> Task requirements:
(1) In the AutoML Natural Language walkthrough, how many distinct tasks can AutoML Natural Language train custom models for?
(2) Swap "Global" for "US" and rewrite the part of the AutoML Natural Language walkthrough that begins at the words "- Leave the" and stops after "the text box.".
(3) Continue the AutoML Natural Language walkthrough from where it stops.

> Provided passage:
----------------

## Importing necessary libraries

In [7]:
import os
import matplotlib.pyplot as plt
import cv2
import argparse
import io
import json
import numpy
import six
import re
from google.cloud import storage
import pandas as pd

## Setting path to json key

In [8]:
os.environ["GOOGLE_APPLICATION_CREDENTIALS"]="/home/affine/GCP/downloaded_key.json"

- We use AutoML Natural Language to create a custom machine learning model.


- We can create a model to :

    - classify documents
    - identify entities in documents
    - analyze the prevailing emotional attitude in a document.
    
    
- To use AutoML Natural Language, enable Enable the Cloud AutoML and Storage APIs.for that project.

### Model objectives

AutoML Natural Language can train custom models for four distinct tasks, known as model objectives:

- **Single label classification** classifies documents by assigning a label to them
- **Multi-label classification** allows a document to be assigned multiple labels
- **Entity extraction** identifies entities in documents
- **Sentiment analysis** analyzes attitudes within documents


### Steps to follow:

1) To create a dataset

- Open the AutoML Natural Language UI and select Get started in the box corresponding to the type of model you plan to train.
- Click the New Dataset button in the title bar.
- Enter a name for the dataset and select the model objective that matches the sample dataset you chose.
- Leave the Location set to Global.
- In the Import text items section, choose Select a CSV file on Cloud Storage, and enter the path to the dataset you want to use into the text box.
- If you choose the sentiment dataset, AutoML Natural Language asks for the maximum sentiment value. 
- Click Create dataset.

----------------

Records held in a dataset
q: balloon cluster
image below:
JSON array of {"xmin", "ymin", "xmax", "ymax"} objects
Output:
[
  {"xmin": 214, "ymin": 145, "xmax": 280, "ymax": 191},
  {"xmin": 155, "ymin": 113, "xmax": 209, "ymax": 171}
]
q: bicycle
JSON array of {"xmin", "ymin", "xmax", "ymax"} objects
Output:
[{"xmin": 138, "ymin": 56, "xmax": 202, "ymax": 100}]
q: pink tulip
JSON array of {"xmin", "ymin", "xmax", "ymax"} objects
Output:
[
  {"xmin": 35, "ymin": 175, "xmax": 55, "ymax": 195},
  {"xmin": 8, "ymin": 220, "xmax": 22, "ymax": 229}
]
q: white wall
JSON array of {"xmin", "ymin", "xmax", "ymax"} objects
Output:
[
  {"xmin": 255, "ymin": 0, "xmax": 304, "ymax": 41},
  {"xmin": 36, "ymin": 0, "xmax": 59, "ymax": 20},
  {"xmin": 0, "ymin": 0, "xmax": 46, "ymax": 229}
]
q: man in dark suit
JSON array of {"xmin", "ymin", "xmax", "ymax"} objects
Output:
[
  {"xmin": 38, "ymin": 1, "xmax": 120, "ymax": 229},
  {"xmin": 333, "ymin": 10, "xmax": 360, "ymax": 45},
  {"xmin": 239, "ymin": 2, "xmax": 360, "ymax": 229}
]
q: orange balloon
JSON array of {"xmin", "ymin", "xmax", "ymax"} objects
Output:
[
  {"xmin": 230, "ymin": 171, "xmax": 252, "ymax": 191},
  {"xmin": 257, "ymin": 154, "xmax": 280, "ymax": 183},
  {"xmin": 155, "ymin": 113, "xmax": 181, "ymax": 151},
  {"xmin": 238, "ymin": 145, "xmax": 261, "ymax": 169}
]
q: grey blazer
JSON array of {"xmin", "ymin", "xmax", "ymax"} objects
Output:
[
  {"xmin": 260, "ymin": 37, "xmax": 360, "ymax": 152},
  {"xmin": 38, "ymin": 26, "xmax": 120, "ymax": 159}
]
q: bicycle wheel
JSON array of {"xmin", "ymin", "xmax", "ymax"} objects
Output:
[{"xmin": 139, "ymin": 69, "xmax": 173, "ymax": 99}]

----------------

> Responses by task:
(1) Four.

(2)
- Leave the Location set to US.
- In the Import text items section, choose Select a CSV file on Cloud Storage, and enter the path to the dataset you want to use into the text box.

(3)
- You're returned to the Datasets page; your dataset will show an in progress animation while your documents are being imported. This process should take approximately 10 minutes per 1000 documents, but may take more or less time.

2) Train your model

- After your training data has been successfully imported, select the dataset from the dataset listing page to see the details about the dataset. The name of the selected dataset appears in the title bar, and the page lists the individual documents in the dataset along with their labels.

- When you are done reviewing the dataset, click the Train tab just below the title bar.
- Click Start Training.
- Enter a name for the new model and check the Deploy model after training finishes check box.
- Click Start Training.
- Training a model can take several hours to complete. 
- After training, the bottom of the Train page shows high-level metrics for the model, such as precision and recall.

3) Use the custom model

- After your model has been successfully trained, you can use it to analyze other documents.
- Click the Test & Use tab just below the title bar. Enter text in the Input text box or the URL of a PDF or TIFF file in a Cloud Storage bucket, then click Predict.
- AutoML Natural Language analyzes the text using your model and displays the annotations.

## Code for our custom model

In [36]:
import sys

from google.api_core.client_options import ClientOptions
from google.cloud import automl_v1
from google.cloud.automl_v1.proto import service_pb2

def inline_text_payload(file_path):
    with open(file_path, 'rb') as ff:
        content = ff.read()
    return {'text_snippet': {'content': content, 'mime_type': 'text/plain'} }

def pdf_payload(file_path):
    return {'document': {'input_config': {'gcs_source': {'input_uris': [file_path] } } } }

def get_prediction(file_path, model_name):
    options = ClientOptions(api_endpoint='automl.googleapis.com')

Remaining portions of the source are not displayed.